Object pointing dataset rows
>> START

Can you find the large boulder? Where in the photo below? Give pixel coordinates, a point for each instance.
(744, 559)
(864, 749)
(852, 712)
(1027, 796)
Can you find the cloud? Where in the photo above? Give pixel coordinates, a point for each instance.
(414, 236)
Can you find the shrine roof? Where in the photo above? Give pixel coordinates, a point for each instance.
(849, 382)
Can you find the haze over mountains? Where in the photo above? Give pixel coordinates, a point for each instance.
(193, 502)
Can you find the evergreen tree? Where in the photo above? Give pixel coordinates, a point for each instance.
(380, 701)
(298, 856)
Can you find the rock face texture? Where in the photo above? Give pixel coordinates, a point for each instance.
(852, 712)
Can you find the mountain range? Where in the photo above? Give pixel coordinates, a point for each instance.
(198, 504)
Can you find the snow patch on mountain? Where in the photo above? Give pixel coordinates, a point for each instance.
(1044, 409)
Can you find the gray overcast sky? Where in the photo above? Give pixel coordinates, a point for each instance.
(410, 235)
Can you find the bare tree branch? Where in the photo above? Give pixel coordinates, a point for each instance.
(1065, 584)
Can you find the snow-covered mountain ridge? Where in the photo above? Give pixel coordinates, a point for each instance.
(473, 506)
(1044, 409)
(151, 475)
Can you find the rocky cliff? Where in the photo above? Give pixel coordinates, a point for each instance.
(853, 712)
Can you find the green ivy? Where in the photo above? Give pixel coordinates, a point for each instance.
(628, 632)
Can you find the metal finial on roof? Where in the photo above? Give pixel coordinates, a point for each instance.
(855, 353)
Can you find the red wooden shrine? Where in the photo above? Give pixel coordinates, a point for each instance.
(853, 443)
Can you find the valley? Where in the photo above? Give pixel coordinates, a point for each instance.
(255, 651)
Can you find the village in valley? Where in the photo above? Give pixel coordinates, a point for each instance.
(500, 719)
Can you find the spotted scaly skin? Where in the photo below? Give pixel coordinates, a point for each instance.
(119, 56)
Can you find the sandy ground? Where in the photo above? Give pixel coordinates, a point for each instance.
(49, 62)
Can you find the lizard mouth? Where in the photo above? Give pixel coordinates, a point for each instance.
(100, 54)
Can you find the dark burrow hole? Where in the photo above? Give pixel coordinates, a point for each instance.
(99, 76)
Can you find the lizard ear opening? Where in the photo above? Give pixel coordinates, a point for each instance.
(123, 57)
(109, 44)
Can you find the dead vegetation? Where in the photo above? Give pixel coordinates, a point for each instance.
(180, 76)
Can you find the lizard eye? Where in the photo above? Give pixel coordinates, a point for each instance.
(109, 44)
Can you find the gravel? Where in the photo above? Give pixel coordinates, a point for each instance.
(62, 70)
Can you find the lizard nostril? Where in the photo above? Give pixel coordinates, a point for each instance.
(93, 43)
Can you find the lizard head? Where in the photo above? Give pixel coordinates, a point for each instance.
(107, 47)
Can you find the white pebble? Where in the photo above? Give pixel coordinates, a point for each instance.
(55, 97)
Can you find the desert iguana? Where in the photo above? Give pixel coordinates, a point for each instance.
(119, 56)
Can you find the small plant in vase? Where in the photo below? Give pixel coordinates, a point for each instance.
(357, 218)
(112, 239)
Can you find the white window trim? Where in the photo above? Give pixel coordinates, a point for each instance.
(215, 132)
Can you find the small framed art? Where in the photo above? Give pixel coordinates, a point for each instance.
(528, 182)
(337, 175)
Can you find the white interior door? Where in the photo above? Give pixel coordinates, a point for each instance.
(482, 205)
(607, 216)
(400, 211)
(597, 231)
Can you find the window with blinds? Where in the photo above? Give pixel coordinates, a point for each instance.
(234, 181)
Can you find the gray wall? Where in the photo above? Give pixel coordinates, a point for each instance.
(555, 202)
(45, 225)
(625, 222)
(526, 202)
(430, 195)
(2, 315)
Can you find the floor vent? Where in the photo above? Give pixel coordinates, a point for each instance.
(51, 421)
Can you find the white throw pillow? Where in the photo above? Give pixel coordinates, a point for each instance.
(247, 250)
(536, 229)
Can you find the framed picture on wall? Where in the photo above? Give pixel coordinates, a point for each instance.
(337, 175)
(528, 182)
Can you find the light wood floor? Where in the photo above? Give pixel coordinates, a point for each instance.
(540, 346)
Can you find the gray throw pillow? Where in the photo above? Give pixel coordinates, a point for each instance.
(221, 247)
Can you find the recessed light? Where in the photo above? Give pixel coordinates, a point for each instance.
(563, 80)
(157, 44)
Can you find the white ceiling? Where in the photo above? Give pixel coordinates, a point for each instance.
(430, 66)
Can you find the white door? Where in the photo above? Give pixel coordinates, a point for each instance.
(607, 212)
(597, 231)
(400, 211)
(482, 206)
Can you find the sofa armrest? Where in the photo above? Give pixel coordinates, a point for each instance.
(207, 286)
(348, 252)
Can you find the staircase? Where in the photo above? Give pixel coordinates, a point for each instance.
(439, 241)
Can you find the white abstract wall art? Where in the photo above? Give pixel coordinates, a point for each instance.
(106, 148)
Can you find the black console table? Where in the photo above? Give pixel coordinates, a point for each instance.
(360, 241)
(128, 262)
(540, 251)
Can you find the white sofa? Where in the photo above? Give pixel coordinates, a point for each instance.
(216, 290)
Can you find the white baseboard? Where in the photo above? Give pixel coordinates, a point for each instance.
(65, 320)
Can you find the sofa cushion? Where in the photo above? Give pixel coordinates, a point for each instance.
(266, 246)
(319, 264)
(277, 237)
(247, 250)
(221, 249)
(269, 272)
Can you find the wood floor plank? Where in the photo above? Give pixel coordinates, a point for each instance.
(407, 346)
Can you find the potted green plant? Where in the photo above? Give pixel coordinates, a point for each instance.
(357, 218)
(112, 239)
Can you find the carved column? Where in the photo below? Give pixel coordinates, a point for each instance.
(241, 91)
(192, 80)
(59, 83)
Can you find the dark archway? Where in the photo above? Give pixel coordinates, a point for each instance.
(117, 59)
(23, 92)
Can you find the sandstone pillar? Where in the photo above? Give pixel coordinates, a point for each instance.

>> END

> **WHAT TO WORK ON**
Retype the material in full. Each word must match.

> **ANSWER TO THE PROBLEM**
Can you find the large boulder? Where in the photo below? Give pixel coordinates, a point for each instance.
(744, 559)
(864, 749)
(852, 712)
(1027, 796)
Can you find the cloud? Where in the photo above? Give pixel coordinates, a point for each instance.
(414, 236)
Can you find the shrine roof? Where in the photo above? Give pixel coordinates, a point for each instance.
(849, 382)
Can you find the haze over mountains? Where in the photo above? Give pixel coordinates, a point for each instance.
(193, 502)
Can you find the evergreen tree? Where in the photo above? Give pixel coordinates, a point for each instance.
(380, 701)
(298, 856)
Can you find the rock face texture? Where in the photo above? Give pixel coordinates, a point for each instance.
(852, 712)
Can you find the mountain range? Where in the photo above? Give pixel coordinates, a point for each instance.
(198, 504)
Can you find the snow patch on mountain? Where in the photo above? Give pixel coordinates, a point for each instance.
(1044, 409)
Can you find the gray overcast sky? Where in the photo above? Give pixel coordinates, a point for each instance.
(410, 235)
Can you find the bare tree branch? Where in the photo above? Give pixel coordinates, a point for each instance.
(1065, 584)
Can you find the snow-covered mountain ridge? Where in the photo above? Give pixel coordinates, a point for each instance.
(473, 506)
(1044, 409)
(151, 475)
Can you find the rocky cliff? Where in the photo above? Give pixel coordinates, a point for each instance.
(853, 712)
Can you find the green ivy? Where in the photo above? Give pixel coordinates, a point for each instance.
(628, 632)
Can you find the metal finial on roof? Where in the photo above? Give pixel coordinates, a point for each instance.
(855, 353)
Can you find the red wooden shrine? Where in the photo above? Give pixel coordinates, a point for each instance.
(853, 443)
Can you find the valley? Where in the photo above? Give pixel coordinates, a point for each instance.
(255, 651)
Can you find the village in valley? Where in the photo above? Give pixel coordinates, a point for each instance.
(500, 719)
Can you find the spotted scaly skin? Where in the photo below? Give pixel coordinates, a point for each instance.
(119, 56)
Can you find the sandy ground? Where in the photo above? Give pixel coordinates, a point for each instance.
(49, 62)
Can you find the lizard mouth? Where in the photo above? Give pixel coordinates, a point for each instance.
(100, 54)
Can you find the dark burrow hole? Where in the photo above? Give pixel coordinates, a point for each instance.
(99, 76)
Can you find the lizard ear opening? Where in the photo above? Give pixel coordinates, a point for each instance.
(123, 57)
(109, 44)
Can you find the dead vegetation? Where in the photo above? Give pixel coordinates, a point for each instance.
(180, 76)
Can you find the lizard eye? Where in the photo above? Give pixel coordinates, a point for each instance.
(109, 44)
Can you find the gravel? Where in the photo above? Give pixel coordinates, a point for each instance.
(62, 70)
Can you find the lizard nostril? Where in the photo above? Give pixel coordinates, a point for each instance.
(93, 43)
Can you find the lizard head? Where in the photo above? Give pixel coordinates, a point for each instance.
(107, 47)
Can you find the white pebble? Where in the photo above? Give pixel coordinates, a point for each instance.
(55, 97)
Can you find the desert iguana? Where in the photo above? Give pixel coordinates, a point for each instance.
(119, 56)
Can you find the small plant in vase? Where in the photo below? Give pixel coordinates, a point for each instance.
(357, 218)
(112, 239)
Can you find the white window trim? Where in the photo above? Give pixel coordinates, a point for each instance.
(215, 132)
Can you find the small framed art? Where in the photo above? Give pixel coordinates, a point for each instance.
(528, 182)
(337, 175)
Can you find the white interior door? Where in the photo above? Give pixel coordinates, a point for each instance.
(482, 205)
(607, 216)
(400, 211)
(597, 231)
Can you find the window with blinds? Where in the photo above? Give pixel coordinates, a point for each instance.
(234, 181)
Can you find the gray wall? Where in the photo above? Give pixel coordinates, a point for each instance.
(555, 202)
(45, 225)
(625, 222)
(526, 202)
(430, 195)
(2, 315)
Can you find the floor vent? Where in the photo above? Give pixel coordinates, a point for each instance.
(51, 421)
Can you find the white throw pillow? Where in the photo above? Give pixel coordinates, a point for each instance.
(247, 250)
(536, 229)
Can you find the framed picture on wall? Where in the photo above? Give pixel coordinates, a point for each instance.
(337, 175)
(528, 182)
Can you find the light wood floor? Where in the photo above? Give pixel coordinates, a point for each instance.
(540, 346)
Can you find the gray throw pillow? Where in the photo above? Give pixel coordinates, a point for each instance.
(221, 247)
Can you find the recessed light? Where in the photo above? Give pixel coordinates, a point for each instance.
(563, 80)
(157, 44)
Can you find the white ceiling? Where in the photo above? Give pixel coordinates, a point for each instance.
(430, 66)
Can you find the white door? Where in the photo above? Give pixel coordinates, a point for each instance.
(607, 212)
(597, 231)
(400, 211)
(482, 206)
Can you find the sofa armrest? Where in the photo above? Give pixel coordinates, a point for each instance.
(207, 286)
(348, 252)
Can you find the staircase? Where in the photo above? Give pixel coordinates, a point for each instance.
(439, 241)
Can you find the white abstract wall art? Where in the photo above? Give pixel coordinates, a point for each instance.
(106, 148)
Can you find the black console table? Where in the photo above? Give pixel coordinates, a point for each instance.
(360, 241)
(128, 262)
(540, 251)
Can you find the white sofa? Where in the photo above? Give pixel coordinates, a point for each instance.
(216, 290)
Can you find the white baseboard? Where in the photo above? Give pixel coordinates, a point for each instance.
(65, 320)
Can you find the sofa cushion? Where in the photo above? Give pixel coordinates, a point for each instance.
(266, 246)
(319, 264)
(277, 237)
(247, 250)
(221, 249)
(269, 272)
Can you find the wood floor plank? Where in the photo above? Give pixel coordinates, a point for each instance.
(407, 346)
Can you find the potted green plant? Where in the photo above? Give pixel coordinates, a point for each instance.
(357, 218)
(112, 239)
Can you find the carved column? Where in the photo below? Give pixel coordinates, a point for each instance.
(241, 91)
(192, 80)
(59, 83)
Can you find the dark archway? Where in the photo above? Give pixel coordinates, a point for each instance.
(117, 59)
(23, 92)
Can you find the sandstone pillar? Where in the photo above? Give pixel coordinates, a point for each instance.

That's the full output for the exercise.